▶ **LISTING**
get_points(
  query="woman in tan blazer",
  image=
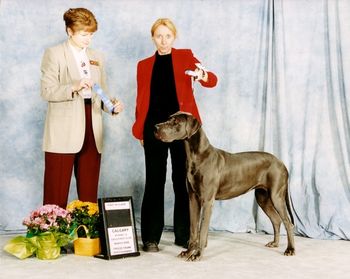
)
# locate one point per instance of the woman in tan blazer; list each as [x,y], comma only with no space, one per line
[73,127]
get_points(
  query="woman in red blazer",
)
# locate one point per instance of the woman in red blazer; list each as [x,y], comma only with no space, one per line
[163,88]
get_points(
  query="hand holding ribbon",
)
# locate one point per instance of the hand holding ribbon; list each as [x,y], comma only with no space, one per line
[113,106]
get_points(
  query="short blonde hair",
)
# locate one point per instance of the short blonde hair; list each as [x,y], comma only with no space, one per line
[166,22]
[80,19]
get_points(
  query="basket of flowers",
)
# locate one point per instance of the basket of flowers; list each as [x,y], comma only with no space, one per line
[85,220]
[48,229]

▶ **WHAT IS EXPECTED**
Every line above should be returned exactly; the pictures stay out.

▶ **RESPONSE TO THIS TASK**
get_points(
  query="woman in tan blazer",
  image=
)
# locate one point per instance of the woman in tan blazer; list each as [x,y], comma only with no space, one per line
[73,127]
get_points(
  query="woman in red blazer",
)
# locate one point per instance of the woman in red blazer; list each as [x,y], comma only with no space, one per line
[163,88]
get_points(
  query="hand holding ribbon",
)
# locate one point per instance of the hand holding ribbon; list each as [x,y], comma only with no space, one per line
[113,106]
get_points(
  query="short blonde hair",
)
# locate one point per instance of the short blonde hair; list each as [x,y], comma only with no space, one per line
[166,22]
[80,19]
get_points(
  query="basket of flowers",
)
# locate one point per instance of the basket of flowers; list each as [x,y], comma only with no space, one per line
[85,220]
[48,229]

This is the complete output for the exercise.